*ABOUT THIS EXERCISE*
Return each line of the listing exactly as written.

*DATA UNDER STUDY*

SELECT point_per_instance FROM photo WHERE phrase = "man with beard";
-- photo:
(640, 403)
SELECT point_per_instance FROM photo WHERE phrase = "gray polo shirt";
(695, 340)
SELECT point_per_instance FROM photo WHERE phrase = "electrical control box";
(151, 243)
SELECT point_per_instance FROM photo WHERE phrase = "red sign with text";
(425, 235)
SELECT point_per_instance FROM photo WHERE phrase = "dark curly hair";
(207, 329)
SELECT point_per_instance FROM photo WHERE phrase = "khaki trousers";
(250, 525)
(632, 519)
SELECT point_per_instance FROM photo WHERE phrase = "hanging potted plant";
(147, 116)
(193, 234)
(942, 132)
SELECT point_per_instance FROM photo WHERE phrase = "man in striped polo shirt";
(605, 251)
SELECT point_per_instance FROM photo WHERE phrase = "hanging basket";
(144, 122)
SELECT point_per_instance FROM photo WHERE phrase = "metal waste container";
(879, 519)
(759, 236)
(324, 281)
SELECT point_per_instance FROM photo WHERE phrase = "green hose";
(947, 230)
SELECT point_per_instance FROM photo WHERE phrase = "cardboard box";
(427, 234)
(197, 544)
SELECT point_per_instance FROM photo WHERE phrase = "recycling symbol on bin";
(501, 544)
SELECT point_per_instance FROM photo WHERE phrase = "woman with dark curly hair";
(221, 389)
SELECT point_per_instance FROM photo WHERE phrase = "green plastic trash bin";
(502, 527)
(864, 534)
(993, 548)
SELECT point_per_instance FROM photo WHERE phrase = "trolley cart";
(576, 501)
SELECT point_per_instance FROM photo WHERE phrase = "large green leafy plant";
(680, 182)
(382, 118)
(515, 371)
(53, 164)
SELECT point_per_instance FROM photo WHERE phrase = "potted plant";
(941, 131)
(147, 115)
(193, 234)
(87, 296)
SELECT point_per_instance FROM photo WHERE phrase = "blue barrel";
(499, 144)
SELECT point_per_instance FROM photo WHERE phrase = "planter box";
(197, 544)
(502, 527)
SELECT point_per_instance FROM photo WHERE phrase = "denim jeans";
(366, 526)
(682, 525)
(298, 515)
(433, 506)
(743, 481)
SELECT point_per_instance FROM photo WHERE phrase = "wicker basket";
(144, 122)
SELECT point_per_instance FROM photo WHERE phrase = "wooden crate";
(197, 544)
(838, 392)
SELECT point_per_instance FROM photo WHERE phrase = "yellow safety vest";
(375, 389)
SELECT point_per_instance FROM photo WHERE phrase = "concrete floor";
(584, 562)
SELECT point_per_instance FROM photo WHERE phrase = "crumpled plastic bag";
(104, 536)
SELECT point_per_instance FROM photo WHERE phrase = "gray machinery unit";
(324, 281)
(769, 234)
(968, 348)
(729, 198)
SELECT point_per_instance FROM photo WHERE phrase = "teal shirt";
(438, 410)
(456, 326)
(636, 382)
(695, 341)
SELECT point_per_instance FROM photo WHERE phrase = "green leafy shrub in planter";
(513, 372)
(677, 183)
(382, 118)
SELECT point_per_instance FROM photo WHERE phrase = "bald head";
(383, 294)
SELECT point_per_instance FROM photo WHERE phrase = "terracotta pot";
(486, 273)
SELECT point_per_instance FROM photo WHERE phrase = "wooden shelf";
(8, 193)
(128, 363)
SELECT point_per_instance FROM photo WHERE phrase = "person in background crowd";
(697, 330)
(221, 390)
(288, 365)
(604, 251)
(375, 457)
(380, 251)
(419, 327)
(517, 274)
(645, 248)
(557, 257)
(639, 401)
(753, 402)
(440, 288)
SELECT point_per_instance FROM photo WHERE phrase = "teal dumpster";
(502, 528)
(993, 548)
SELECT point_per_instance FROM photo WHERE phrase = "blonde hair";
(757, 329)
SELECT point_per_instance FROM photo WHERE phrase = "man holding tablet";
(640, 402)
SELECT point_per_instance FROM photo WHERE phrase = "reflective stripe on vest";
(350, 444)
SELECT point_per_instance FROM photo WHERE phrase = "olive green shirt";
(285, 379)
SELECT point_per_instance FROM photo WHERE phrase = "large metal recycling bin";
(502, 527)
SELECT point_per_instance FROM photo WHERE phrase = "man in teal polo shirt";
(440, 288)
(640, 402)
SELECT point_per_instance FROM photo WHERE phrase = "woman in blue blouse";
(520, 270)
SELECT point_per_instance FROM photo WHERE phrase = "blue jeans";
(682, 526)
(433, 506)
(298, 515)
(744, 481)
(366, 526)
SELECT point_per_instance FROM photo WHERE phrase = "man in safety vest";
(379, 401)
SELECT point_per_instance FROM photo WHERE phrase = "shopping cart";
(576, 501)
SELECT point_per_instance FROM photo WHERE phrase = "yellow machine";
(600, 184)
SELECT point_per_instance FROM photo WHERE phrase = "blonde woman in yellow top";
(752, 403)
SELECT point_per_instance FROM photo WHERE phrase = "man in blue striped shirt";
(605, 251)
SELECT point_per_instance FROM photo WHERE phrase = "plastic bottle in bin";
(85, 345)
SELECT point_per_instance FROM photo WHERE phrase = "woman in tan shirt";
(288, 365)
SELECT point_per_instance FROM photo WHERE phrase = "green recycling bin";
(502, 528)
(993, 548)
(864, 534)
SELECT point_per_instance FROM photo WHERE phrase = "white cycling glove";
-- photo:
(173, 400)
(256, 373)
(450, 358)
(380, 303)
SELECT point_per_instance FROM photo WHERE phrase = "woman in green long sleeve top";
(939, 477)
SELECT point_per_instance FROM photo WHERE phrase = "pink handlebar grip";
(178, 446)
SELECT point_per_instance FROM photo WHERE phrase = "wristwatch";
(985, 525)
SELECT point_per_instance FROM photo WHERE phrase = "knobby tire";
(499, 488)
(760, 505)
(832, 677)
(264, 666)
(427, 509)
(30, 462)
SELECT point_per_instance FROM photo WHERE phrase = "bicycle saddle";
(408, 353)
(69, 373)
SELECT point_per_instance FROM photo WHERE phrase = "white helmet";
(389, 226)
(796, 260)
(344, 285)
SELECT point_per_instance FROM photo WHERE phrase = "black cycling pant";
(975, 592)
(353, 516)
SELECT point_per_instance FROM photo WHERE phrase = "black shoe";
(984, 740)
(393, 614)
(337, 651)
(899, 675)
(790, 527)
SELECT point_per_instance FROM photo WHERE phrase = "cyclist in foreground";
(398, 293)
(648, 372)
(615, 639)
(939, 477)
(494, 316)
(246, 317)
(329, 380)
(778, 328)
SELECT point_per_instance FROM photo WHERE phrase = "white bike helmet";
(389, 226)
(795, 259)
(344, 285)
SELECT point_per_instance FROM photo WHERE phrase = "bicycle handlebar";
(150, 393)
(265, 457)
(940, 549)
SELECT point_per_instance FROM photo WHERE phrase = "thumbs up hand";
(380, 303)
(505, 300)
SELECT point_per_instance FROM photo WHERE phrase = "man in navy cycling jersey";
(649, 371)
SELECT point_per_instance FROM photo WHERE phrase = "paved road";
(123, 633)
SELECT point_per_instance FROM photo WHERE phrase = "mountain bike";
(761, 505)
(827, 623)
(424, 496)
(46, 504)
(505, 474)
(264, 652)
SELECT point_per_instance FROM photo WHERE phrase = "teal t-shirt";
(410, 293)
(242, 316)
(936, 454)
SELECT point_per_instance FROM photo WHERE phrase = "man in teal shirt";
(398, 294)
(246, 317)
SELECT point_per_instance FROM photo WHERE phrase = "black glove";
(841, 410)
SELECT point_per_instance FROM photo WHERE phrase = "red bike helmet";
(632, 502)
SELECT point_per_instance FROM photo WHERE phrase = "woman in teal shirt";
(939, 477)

*TASK OUTPUT*
SELECT point_per_instance FROM photo WHERE phrase = "man with beard";
-- photo:
(640, 403)
SELECT point_per_instance FROM photo WHERE phrase = "gray polo shirt";
(695, 340)
SELECT point_per_instance FROM photo WHERE phrase = "electrical control box";
(151, 243)
SELECT point_per_instance FROM photo WHERE phrase = "red sign with text";
(425, 235)
SELECT point_per_instance FROM photo WHERE phrase = "dark curly hair";
(207, 329)
SELECT point_per_instance FROM photo WHERE phrase = "khaki trousers";
(250, 525)
(632, 519)
SELECT point_per_instance FROM photo WHERE phrase = "hanging potted plant";
(147, 116)
(193, 234)
(942, 132)
SELECT point_per_instance FROM photo WHERE phrase = "man in striped polo shirt";
(605, 251)
SELECT point_per_instance FROM photo WHERE phrase = "hanging basket";
(144, 122)
SELECT point_per_instance FROM photo WHERE phrase = "metal waste container";
(879, 519)
(759, 236)
(324, 281)
SELECT point_per_instance FROM photo WHERE phrase = "green hose";
(947, 230)
SELECT point_per_instance FROM photo WHERE phrase = "cardboard box";
(427, 234)
(197, 544)
SELECT point_per_instance FROM photo WHERE phrase = "recycling symbol on bin";
(501, 544)
SELECT point_per_instance FROM photo WHERE phrase = "woman with dark curly hair";
(221, 389)
SELECT point_per_instance FROM photo WHERE phrase = "green plastic trash bin";
(502, 527)
(864, 534)
(993, 548)
SELECT point_per_instance FROM photo WHERE phrase = "trolley cart";
(576, 501)
SELECT point_per_instance FROM photo WHERE phrase = "large green leafy plant";
(680, 182)
(382, 118)
(515, 371)
(53, 164)
SELECT point_per_instance FROM photo WHERE phrase = "potted plant";
(941, 131)
(147, 115)
(193, 234)
(87, 296)
SELECT point_per_instance FROM photo WHERE phrase = "blue barrel";
(499, 144)
SELECT point_per_instance FROM photo WHERE phrase = "planter box";
(197, 544)
(502, 527)
SELECT point_per_instance FROM photo WHERE phrase = "denim jeans";
(366, 526)
(682, 525)
(298, 515)
(433, 506)
(743, 481)
SELECT point_per_instance FROM photo WHERE phrase = "wicker basket";
(144, 122)
SELECT point_per_instance FROM photo WHERE phrase = "wooden crate";
(197, 544)
(838, 392)
SELECT point_per_instance FROM photo WHERE phrase = "yellow safety vest";
(375, 389)
SELECT point_per_instance FROM photo WHERE phrase = "concrete floor";
(584, 562)
SELECT point_per_instance FROM photo WHERE phrase = "crumpled plastic bag";
(104, 536)
SELECT point_per_instance FROM photo WHERE phrase = "gray machinery unit";
(324, 281)
(769, 234)
(968, 348)
(729, 198)
SELECT point_per_instance FROM photo WHERE phrase = "teal shirt";
(438, 410)
(456, 326)
(636, 382)
(695, 341)
SELECT point_per_instance FROM photo WHERE phrase = "green leafy shrub in planter";
(513, 372)
(677, 183)
(382, 118)
SELECT point_per_instance FROM photo WHERE phrase = "bald head";
(383, 294)
SELECT point_per_instance FROM photo WHERE phrase = "terracotta pot";
(486, 273)
SELECT point_per_instance FROM photo WHERE phrase = "wooden shelf";
(8, 193)
(128, 363)
SELECT point_per_instance FROM photo WHERE phrase = "person in background crowd";
(697, 330)
(221, 390)
(288, 365)
(604, 251)
(375, 457)
(380, 251)
(419, 327)
(517, 274)
(645, 248)
(557, 257)
(639, 401)
(753, 402)
(440, 288)
SELECT point_per_instance FROM photo WHERE phrase = "teal dumpster";
(502, 528)
(993, 548)
SELECT point_per_instance FROM photo WHERE phrase = "blonde hair";
(757, 329)
SELECT point_per_instance FROM photo WHERE phrase = "man holding tablet";
(640, 402)
SELECT point_per_instance FROM photo WHERE phrase = "reflective stripe on vest";
(350, 444)
SELECT point_per_instance FROM photo WHERE phrase = "olive green shirt";
(285, 379)
SELECT point_per_instance FROM photo WHERE phrase = "large metal recycling bin";
(502, 527)
SELECT point_per_instance FROM photo WHERE phrase = "man in teal polo shirt";
(440, 288)
(640, 402)
SELECT point_per_instance FROM photo WHERE phrase = "woman in blue blouse";
(520, 270)
SELECT point_per_instance FROM photo WHERE phrase = "blue jeans";
(682, 526)
(433, 506)
(298, 515)
(744, 481)
(366, 526)
SELECT point_per_instance FROM photo WHERE phrase = "man in safety vest";
(379, 401)
SELECT point_per_instance FROM photo WHERE phrase = "shopping cart";
(576, 501)
SELECT point_per_instance FROM photo WHERE phrase = "yellow machine";
(600, 184)
SELECT point_per_instance FROM photo WHERE phrase = "blonde woman in yellow top";
(752, 403)
SELECT point_per_instance FROM photo WHERE phrase = "man in blue striped shirt";
(605, 251)
SELECT point_per_instance FROM photo WHERE phrase = "plastic bottle in bin";
(85, 345)
SELECT point_per_instance FROM photo WHERE phrase = "woman in tan shirt";
(288, 365)
SELECT point_per_instance FROM photo WHERE phrase = "green recycling bin";
(502, 528)
(993, 548)
(864, 534)
SELECT point_per_instance FROM photo WHERE phrase = "white cycling glove";
-- photo:
(173, 400)
(256, 373)
(450, 358)
(380, 303)
SELECT point_per_instance FROM photo WHERE phrase = "woman in green long sleeve top";
(939, 477)
SELECT point_per_instance FROM photo WHERE phrase = "pink handlebar grip";
(178, 446)
SELECT point_per_instance FROM photo WHERE phrase = "wristwatch";
(985, 525)
SELECT point_per_instance FROM photo WHERE phrase = "knobby tire";
(499, 488)
(760, 505)
(832, 677)
(264, 666)
(427, 509)
(30, 462)
SELECT point_per_instance FROM photo WHERE phrase = "bicycle saddle";
(408, 353)
(69, 373)
SELECT point_per_instance FROM photo WHERE phrase = "white helmet";
(389, 226)
(796, 260)
(344, 285)
SELECT point_per_instance FROM photo WHERE phrase = "black cycling pant";
(975, 592)
(353, 516)
SELECT point_per_instance FROM photo WHERE phrase = "black shoe";
(984, 740)
(393, 614)
(337, 651)
(899, 675)
(790, 527)
SELECT point_per_instance FROM photo WHERE phrase = "cyclist in foreground";
(398, 293)
(648, 372)
(615, 639)
(939, 477)
(494, 316)
(246, 317)
(329, 380)
(778, 328)
SELECT point_per_instance FROM photo WHERE phrase = "white bike helmet";
(389, 226)
(795, 259)
(344, 285)
SELECT point_per_instance FROM photo WHERE phrase = "bicycle handlebar";
(150, 393)
(265, 457)
(940, 549)
SELECT point_per_instance FROM photo WHERE phrase = "thumbs up hand";
(380, 303)
(505, 300)
SELECT point_per_instance FROM photo WHERE phrase = "man in navy cycling jersey";
(649, 371)
SELECT point_per_instance FROM photo WHERE phrase = "paved road";
(123, 633)
SELECT point_per_instance FROM photo WHERE phrase = "mountain bike";
(761, 505)
(827, 623)
(424, 496)
(46, 504)
(505, 474)
(264, 652)
SELECT point_per_instance FROM photo WHERE phrase = "teal t-shirt";
(410, 293)
(242, 316)
(936, 454)
SELECT point_per_instance FROM photo WHERE phrase = "man in teal shirt";
(398, 294)
(246, 317)
SELECT point_per_instance FROM photo WHERE phrase = "black glove";
(841, 410)
SELECT point_per_instance FROM photo WHERE phrase = "red bike helmet";
(632, 502)
SELECT point_per_instance FROM photo WHERE phrase = "woman in teal shirt";
(939, 477)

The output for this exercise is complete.